**Alıştırmanın amacı:** Aşağıdaki Suriye Alevileri hakkındaki metne göre, yolsuzluklar ve savaş fırsatçılığı Sünnilerin gözünde Alevilerin hangi niteliklere sahip olduğu algısını pekiştirdi? Hepsini sıralayın.

**Sayfa:**
Loubna, bir ömür boyu biriktirdiği öfkeyle konuşmak istiyordu. Hayatında ilk defa bir gazeteci ile görüşmesiydi bu. Evde sadece aile bireyleri olmasına rağmen hassas konuları telefonda bile fısıltı tonuyla konuştu. Aleviler, Esed rejimi tarafından sadakatli olarak nitelenir ancak hem kapalı Aleviler topluluğu ile hem de Sünnilerle son aylarda uzaktan gerçekleştirdiğim mülakatlar manzaranın karışık olduğunu gösterdi. Mülakatlarda Esed rejimine karşı derin bir memnuniyetsizlik olmasına karşın, Alevi halkı arasında rejimi tehdit anlamına gelecek en ufak bir hamlede yine Alevilerin hedef alınacağı kanaati yaygın.
Aleviler Suriye nüfusunun yüzde 10’unu oluşturuyor. Barışçıl ayaklanmalar kısa zamanda kanlı bir iç savaşa dönüşünce, Alevi mezhebi mensupları, rejimin çürümüşlüğünü ve baskıcılığını bir kenara bırakıp rejimi ayakta tutmayı seçtiler. Bugün Aleviler, savaşın amansız sonuna gelinirken, seçimlerinin karşılığını görüyor ve güya kazanan tarafta kendilerini buluyorlar bulmasına ama şimdi o zaferin ağır bir faturası ile de karşı karşıyalar.
Rejimin ordu ve milis teşkilinde büyük oranda eti budu belli Alevilere dayanması, gençlerin orantısız yüksek ölümlerine yol açtı. Ordu içindeki bu baskın rolleri, bazı rejim askerlerinin çoğu defa kamera önünde işledikleri cinayetler ile de birleşince -Sünni Suriyelilerin gözünde- Alevi adı işbirlikçi bir suç şebekesi olarak algılanır hale geldi. Üstelik kaymağını yüksek rütbeli rejim subayları ile muhaberatın ajanlarının yediği yolsuzluklar ve savaş fırsatçılığı, Sünnilerin gözündeki Alevilere ilişkin yolsuz, iltimaslı ve zengin oldukları algısını pekiştirdi. Durumun pekâlâ farkında olan Aleviler ise bu imajı en baştan reddetmekte.
“Biz Aleviler Şebbiha değiliz, milyarder de değiliz.” diye konuşuyor 25 yaşındaki üniversite öğrencisi Samira. Alevilerin kendilerini nasıl gördüğü ile dışardan nasıl algılandıkları arasındaki farka işaret ederek “Pekçok gencini feda etmiş, yoksulluk içinde yaşamış ve halen yaşayan bir toplumuz biz. Çirkin, barbar olarak resmedilenler, sadece yüzde birlik bir azınlık.” şeklinde konuşuyor.

**Verilen bilgiler:**
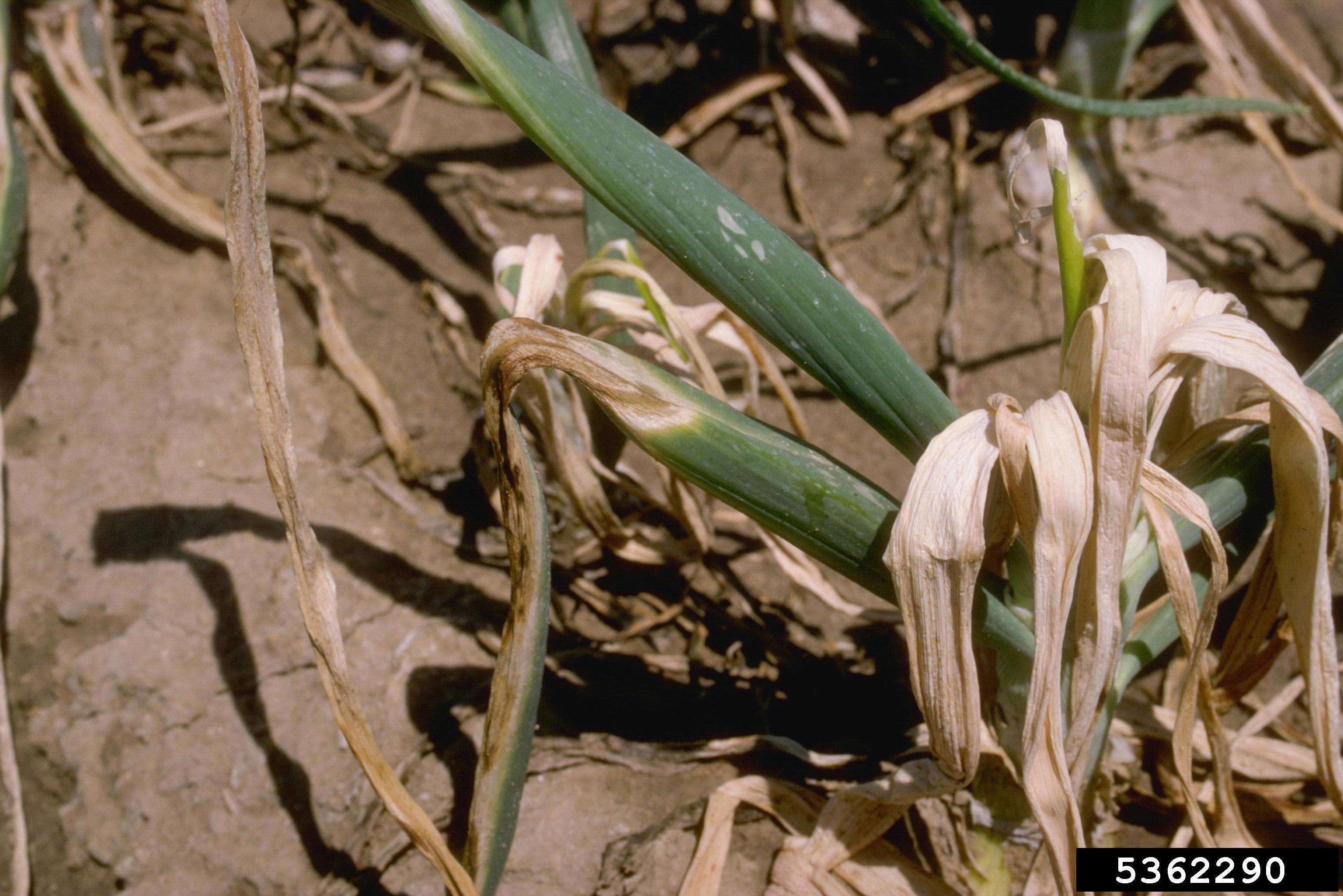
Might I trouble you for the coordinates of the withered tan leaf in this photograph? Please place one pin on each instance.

**Alıştırma çözümü:** Yolsuz, iltimaslı ve zengin.